#### Source data:
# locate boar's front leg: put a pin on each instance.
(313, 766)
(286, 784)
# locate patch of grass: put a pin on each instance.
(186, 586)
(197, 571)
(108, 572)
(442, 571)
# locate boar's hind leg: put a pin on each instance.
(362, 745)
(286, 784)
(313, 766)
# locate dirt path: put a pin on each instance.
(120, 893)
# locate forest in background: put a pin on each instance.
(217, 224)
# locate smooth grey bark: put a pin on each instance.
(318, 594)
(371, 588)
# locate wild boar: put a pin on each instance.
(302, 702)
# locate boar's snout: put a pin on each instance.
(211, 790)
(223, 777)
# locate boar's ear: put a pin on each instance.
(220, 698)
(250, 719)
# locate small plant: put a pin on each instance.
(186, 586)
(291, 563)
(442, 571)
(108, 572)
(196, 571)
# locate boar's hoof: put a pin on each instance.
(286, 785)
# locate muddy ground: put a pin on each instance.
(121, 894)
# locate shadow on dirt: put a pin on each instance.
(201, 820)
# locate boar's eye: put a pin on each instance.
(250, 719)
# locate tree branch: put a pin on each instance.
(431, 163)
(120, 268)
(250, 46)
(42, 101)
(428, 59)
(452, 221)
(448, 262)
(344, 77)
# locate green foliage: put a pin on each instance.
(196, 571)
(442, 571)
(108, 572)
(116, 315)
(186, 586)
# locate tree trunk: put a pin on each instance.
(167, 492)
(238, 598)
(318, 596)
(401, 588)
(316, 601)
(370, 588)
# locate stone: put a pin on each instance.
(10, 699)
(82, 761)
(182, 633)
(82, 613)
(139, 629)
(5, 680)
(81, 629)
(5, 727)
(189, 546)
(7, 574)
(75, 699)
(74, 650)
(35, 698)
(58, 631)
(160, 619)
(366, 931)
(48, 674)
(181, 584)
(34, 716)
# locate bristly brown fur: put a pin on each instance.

#### Directions:
Revise the records so that every "put a pin on each instance" reads "mark every instance", leaving all other text unchanged.

#### Task solution:
# locate boar's front leg: mark every instance.
(313, 766)
(286, 784)
# locate patch of grass: mark every instance.
(186, 586)
(197, 571)
(108, 572)
(442, 571)
# locate boar's hind leg: mark every instance.
(362, 745)
(286, 784)
(313, 766)
# locate dirt path: mark every instance.
(120, 893)
# locate forest in background: mark every instance.
(217, 224)
# locate smooth grey bark: mark every instance.
(318, 594)
(371, 588)
# locate wild boar: mark every instance.
(302, 702)
# locate boar's snout: mark every instance.
(211, 790)
(223, 777)
# locate boar's ear: mark every instance.
(220, 698)
(250, 719)
# locate small plant: mark every instance.
(186, 586)
(291, 563)
(442, 571)
(108, 572)
(196, 571)
# locate boar's hoof: mark every instance.
(286, 785)
# locate muddy ground: mark every instance.
(121, 894)
# locate shadow on dirt: mark every instance.
(201, 820)
# locate boar's eye: mark every instance.
(250, 719)
# locate tree branch: mark every instance.
(431, 163)
(120, 268)
(250, 46)
(42, 101)
(428, 59)
(452, 221)
(448, 262)
(344, 77)
# locate green foliage: mark every instance.
(196, 571)
(442, 571)
(108, 572)
(116, 315)
(186, 586)
# locate tree trunk: mark every instance.
(167, 492)
(238, 598)
(318, 596)
(401, 588)
(316, 601)
(370, 588)
# locate stone: mark every instance.
(10, 699)
(82, 761)
(182, 633)
(82, 613)
(139, 629)
(5, 680)
(81, 629)
(5, 727)
(189, 546)
(7, 574)
(75, 699)
(74, 650)
(35, 698)
(58, 631)
(160, 619)
(366, 931)
(48, 674)
(181, 584)
(34, 716)
# locate bristly brown fur: mark every instance.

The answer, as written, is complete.